EXERCISE REQUIREMENTS
Reproduce every entry exactly.

DATA TO USE

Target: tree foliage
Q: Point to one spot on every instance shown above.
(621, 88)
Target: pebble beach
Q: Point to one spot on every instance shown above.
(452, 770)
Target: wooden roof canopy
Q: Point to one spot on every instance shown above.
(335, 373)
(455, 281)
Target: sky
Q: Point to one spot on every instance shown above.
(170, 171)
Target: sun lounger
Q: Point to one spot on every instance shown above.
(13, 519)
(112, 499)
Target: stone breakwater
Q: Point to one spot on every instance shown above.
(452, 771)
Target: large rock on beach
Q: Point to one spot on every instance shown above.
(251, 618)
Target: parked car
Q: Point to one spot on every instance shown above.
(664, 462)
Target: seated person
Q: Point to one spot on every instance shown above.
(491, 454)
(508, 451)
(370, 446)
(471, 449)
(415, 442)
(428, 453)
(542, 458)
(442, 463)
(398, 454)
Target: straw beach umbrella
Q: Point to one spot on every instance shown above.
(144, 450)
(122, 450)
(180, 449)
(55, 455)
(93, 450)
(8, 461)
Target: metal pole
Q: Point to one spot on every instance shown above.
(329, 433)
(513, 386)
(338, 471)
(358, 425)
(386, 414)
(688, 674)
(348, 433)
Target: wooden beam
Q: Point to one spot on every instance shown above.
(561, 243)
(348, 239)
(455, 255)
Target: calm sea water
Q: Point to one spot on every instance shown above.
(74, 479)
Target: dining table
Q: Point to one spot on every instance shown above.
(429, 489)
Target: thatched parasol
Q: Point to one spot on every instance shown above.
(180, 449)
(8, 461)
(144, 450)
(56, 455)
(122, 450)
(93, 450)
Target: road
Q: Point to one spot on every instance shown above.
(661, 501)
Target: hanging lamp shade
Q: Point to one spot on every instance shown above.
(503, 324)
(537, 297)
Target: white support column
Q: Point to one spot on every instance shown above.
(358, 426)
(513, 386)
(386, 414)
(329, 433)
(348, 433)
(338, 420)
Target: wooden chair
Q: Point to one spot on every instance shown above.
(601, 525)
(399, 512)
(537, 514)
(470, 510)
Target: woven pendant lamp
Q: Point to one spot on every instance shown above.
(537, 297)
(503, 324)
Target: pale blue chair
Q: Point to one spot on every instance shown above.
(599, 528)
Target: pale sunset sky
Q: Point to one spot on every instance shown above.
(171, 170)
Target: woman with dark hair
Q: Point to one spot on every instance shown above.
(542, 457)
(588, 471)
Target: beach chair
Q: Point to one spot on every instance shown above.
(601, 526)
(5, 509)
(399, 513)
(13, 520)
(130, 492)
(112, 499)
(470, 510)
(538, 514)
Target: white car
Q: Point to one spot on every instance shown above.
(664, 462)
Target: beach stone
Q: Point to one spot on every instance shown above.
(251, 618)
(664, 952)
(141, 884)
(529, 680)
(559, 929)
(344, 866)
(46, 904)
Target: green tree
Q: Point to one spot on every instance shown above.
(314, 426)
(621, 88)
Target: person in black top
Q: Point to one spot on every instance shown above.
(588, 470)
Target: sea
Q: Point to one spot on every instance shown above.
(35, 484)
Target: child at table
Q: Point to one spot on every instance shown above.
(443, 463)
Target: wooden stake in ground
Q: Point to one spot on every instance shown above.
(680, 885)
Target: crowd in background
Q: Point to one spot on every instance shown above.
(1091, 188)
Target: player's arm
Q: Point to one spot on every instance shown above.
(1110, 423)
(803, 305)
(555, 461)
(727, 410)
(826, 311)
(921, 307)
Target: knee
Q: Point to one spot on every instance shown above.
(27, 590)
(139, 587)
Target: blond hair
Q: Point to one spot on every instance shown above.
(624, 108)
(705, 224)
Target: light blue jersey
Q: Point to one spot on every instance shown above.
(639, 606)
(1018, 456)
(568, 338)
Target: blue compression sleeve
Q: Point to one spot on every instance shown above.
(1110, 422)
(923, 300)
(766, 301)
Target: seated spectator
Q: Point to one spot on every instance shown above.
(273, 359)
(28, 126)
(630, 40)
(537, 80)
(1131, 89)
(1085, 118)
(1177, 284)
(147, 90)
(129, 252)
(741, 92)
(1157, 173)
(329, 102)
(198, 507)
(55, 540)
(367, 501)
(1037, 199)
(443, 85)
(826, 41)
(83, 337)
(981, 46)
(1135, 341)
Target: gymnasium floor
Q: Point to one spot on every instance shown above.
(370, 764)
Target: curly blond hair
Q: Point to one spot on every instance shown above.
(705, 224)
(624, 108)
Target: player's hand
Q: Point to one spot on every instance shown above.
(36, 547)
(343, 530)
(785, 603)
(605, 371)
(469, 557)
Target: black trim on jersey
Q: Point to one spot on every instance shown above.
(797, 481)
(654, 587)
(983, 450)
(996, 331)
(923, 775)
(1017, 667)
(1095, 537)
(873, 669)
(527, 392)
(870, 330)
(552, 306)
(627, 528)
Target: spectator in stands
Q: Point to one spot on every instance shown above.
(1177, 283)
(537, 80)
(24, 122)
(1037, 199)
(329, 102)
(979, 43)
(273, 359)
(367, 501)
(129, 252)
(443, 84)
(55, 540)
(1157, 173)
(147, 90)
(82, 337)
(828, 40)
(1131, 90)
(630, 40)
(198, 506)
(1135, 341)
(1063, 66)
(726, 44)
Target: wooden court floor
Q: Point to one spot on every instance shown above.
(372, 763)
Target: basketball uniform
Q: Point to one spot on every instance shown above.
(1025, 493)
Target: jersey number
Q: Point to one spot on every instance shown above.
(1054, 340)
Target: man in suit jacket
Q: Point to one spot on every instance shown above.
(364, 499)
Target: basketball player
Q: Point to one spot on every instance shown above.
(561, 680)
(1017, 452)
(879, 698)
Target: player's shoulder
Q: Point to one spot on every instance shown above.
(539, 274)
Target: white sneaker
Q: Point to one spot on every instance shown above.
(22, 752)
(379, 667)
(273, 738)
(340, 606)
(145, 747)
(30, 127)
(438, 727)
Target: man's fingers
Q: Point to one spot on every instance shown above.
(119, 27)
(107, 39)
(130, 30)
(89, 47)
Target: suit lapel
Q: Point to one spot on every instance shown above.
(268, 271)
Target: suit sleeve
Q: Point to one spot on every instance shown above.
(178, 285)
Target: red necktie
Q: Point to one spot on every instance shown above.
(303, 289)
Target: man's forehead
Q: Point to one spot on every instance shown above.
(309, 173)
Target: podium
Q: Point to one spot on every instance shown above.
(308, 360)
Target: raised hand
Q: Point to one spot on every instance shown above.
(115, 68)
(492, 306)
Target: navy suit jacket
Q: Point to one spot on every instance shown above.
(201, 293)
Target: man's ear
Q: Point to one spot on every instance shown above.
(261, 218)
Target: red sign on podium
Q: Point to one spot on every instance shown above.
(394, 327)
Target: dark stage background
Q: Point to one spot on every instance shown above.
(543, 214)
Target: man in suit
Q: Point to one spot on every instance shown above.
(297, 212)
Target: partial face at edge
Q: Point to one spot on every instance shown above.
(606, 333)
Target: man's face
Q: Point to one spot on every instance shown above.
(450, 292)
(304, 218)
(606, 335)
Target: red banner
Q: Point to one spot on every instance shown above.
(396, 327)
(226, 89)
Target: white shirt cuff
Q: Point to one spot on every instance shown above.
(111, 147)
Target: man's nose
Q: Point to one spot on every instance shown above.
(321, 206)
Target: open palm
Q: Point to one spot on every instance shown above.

TASK RESULT
Target: tree foliage
Q: Point to one spot on every instance shown above.
(621, 88)
Target: pebble beach
Q: Point to one spot on every instance shown above.
(452, 770)
Target: wooden roof canopy
Q: Point to one spot on every instance shown above.
(335, 373)
(455, 281)
Target: sky
Q: Point to one spot on every instance shown above.
(170, 171)
Target: sun lounger
Q: Point to one spot on every instance shown above.
(13, 519)
(112, 499)
Target: stone breakwater
Q: Point to one spot on every instance shown above.
(452, 771)
Target: large rock on beach
Q: Point to one spot on every instance shown above.
(251, 618)
Target: parked car
Q: Point to one spot on every instance shown above.
(664, 462)
Target: seated person
Q: Point to one spot on every instance shown above.
(491, 454)
(508, 451)
(370, 446)
(471, 449)
(415, 442)
(428, 453)
(542, 458)
(442, 463)
(398, 454)
Target: straw beach umbrella
Q: Point to one spot on every instance shown above.
(144, 450)
(122, 450)
(180, 449)
(55, 455)
(93, 450)
(8, 461)
Target: metal pole
Q: Point to one spot on every instance shown above.
(329, 433)
(513, 386)
(338, 471)
(358, 425)
(386, 414)
(688, 674)
(348, 433)
Target: wooden beam
Q: Point to one spot on every instance shown above.
(561, 243)
(348, 239)
(455, 255)
Target: calm sea water
Q: Point to one spot on every instance shown above.
(74, 479)
Target: dining table
Q: Point to one spot on every instance shown above.
(429, 489)
Target: thatched parasol
Q: Point to one spot on every instance shown above.
(180, 449)
(8, 461)
(144, 450)
(56, 455)
(122, 450)
(93, 450)
Target: road
Q: Point to one spot on every instance shown above.
(661, 501)
Target: hanging lamp shade
Q: Point to one spot on every instance shown above.
(503, 324)
(537, 297)
Target: white support column
Q: Point to one spot on every instance shown above.
(358, 426)
(513, 386)
(386, 414)
(329, 433)
(348, 433)
(338, 420)
Target: wooden chair
Q: Point to one spot on every instance shown above.
(601, 525)
(399, 512)
(537, 514)
(470, 510)
Target: woven pendant lamp
Q: Point to one spot on every instance shown above.
(537, 297)
(503, 324)
Target: pale blue chair
Q: Point to one spot on every instance shown above.
(599, 528)
Target: pale sunset sky
Q: Point to one spot on every instance shown above.
(171, 170)
Target: woman with dark hair
Q: Point to one spot on every instance shown above.
(542, 457)
(588, 471)
Target: beach chair
Q: Point to one spot on every instance shown above.
(601, 526)
(5, 509)
(399, 513)
(13, 520)
(130, 492)
(112, 499)
(470, 510)
(538, 514)
Target: white car
Q: Point to one spot on every instance shown above.
(664, 462)
Target: beach stone
Q: Point to one spot on every instance shown above.
(251, 618)
(664, 952)
(141, 884)
(529, 680)
(559, 929)
(344, 866)
(46, 904)
Target: green tree
Q: Point to one spot on every instance shown above.
(314, 426)
(621, 88)
Target: person in black top
Q: Point to one spot on every instance shown above.
(588, 470)
Target: sea
Q: Point to one spot on every instance shown above.
(35, 484)
Target: child at table
Q: Point to one spot on every instance shown above.
(443, 463)
Target: wooden stake in ground
Q: Point to one spot on every instance shown above.
(680, 885)
Target: crowd in background
Q: Point to one spot on every instance shown above.
(1091, 188)
Target: player's arm
Q: Point to one spot on every instance shown above.
(1110, 423)
(803, 305)
(555, 461)
(727, 410)
(826, 311)
(921, 307)
Target: knee
Q: Point to one spot on every instance shown above.
(27, 590)
(139, 587)
Target: blond hair
Q: Point to one spot on every instance shown above.
(624, 108)
(705, 224)
Target: light blue jersey
Q: Point to one spot on every instance shown above.
(639, 606)
(1018, 456)
(568, 338)
Target: blue compression sleeve
Q: Point to one spot on every instance shown above.
(1110, 422)
(923, 300)
(766, 301)
Target: seated spectator
Q: Point to one spot on every instance shown above.
(273, 359)
(28, 126)
(630, 40)
(537, 80)
(1131, 89)
(1085, 118)
(1177, 284)
(147, 90)
(129, 252)
(741, 92)
(1157, 173)
(329, 102)
(198, 507)
(55, 540)
(367, 501)
(1037, 199)
(443, 85)
(826, 41)
(83, 337)
(981, 46)
(1135, 341)
Target: gymnasium floor
Q: Point to one spot on every instance shown above.
(370, 764)
Target: curly blond hair
Q: Point to one spot on every instance shown above.
(705, 224)
(624, 108)
Target: player's hand
Q: Point to one spot on every instance shown above.
(36, 547)
(343, 530)
(785, 603)
(605, 371)
(469, 557)
Target: black trim on jersey
Q: Point to one spot on every instance shown above.
(797, 481)
(654, 587)
(983, 450)
(996, 331)
(923, 775)
(1017, 667)
(1095, 537)
(873, 669)
(527, 392)
(870, 330)
(552, 306)
(627, 528)
Target: spectator in stands
Q: Point to one spot on every instance shown above.
(1177, 283)
(537, 80)
(24, 122)
(1037, 199)
(329, 102)
(979, 43)
(273, 359)
(367, 501)
(129, 252)
(443, 84)
(55, 540)
(1157, 173)
(147, 90)
(82, 337)
(828, 40)
(1131, 90)
(630, 40)
(198, 506)
(1135, 341)
(1063, 66)
(726, 44)
Target: wooden court floor
Q: Point to one spot on every instance shown above.
(372, 763)
Target: basketball uniform
Q: Point to one spot on every instance shown above.
(1025, 493)
Target: jersey number
Q: Point to one spot on every instance shown above.
(1054, 340)
Target: man in suit jacket
Q: Point to one spot on every instance shown above.
(364, 499)
Target: basketball player
Q: Point to one spot on every instance shown above.
(561, 680)
(1017, 452)
(879, 698)
Target: player's shoulder
Q: Point to one spot on every instance shown above.
(539, 274)
Target: white sneaker
Q: Point to one spot on every instance shown above.
(22, 752)
(379, 667)
(273, 738)
(340, 606)
(145, 747)
(30, 127)
(438, 727)
Target: man's fingers
Q: Point to one spot on every instance shown above.
(119, 27)
(107, 39)
(130, 30)
(89, 47)
Target: suit lapel
Q: Point to one spot on every instance shown above.
(268, 271)
Target: suit sleeve
Q: Point to one spot on every instance shown above.
(178, 285)
Target: red necktie
Q: Point to one spot on every instance shown above.
(303, 289)
Target: man's forehead
Q: Point to one spot on every instance shown above.
(309, 173)
Target: podium
Q: Point to one spot on every instance shown above.
(308, 360)
Target: raised hand
Q: Point to one spot on every instance shown above.
(115, 68)
(492, 306)
Target: navy suit jacket
Q: Point to one spot on every instance shown above.
(201, 293)
Target: man's ear
Q: Point to one spot on every instance shown above.
(261, 218)
Target: red sign on podium
Q: Point to one spot on every instance shown above.
(394, 327)
Target: dark stage background
Q: Point to one spot on every instance shown above.
(543, 214)
Target: man in suit
Q: Point to one spot on every instance shown above.
(297, 212)
Target: partial face at edge
Q: Point to one spot on every instance shown above.
(606, 333)
Target: man's face
Q: Point to one spot on every instance shown above.
(450, 292)
(304, 218)
(606, 335)
Target: red banner
Q: Point to one spot on every instance shown above.
(396, 327)
(226, 89)
Target: white shirt cuff
Q: Point to one spot on every instance shown above.
(111, 147)
Target: man's nose
Q: Point to one spot on every instance shown above.
(321, 206)
Target: open palm
Q: Point to one spot on every instance shown above.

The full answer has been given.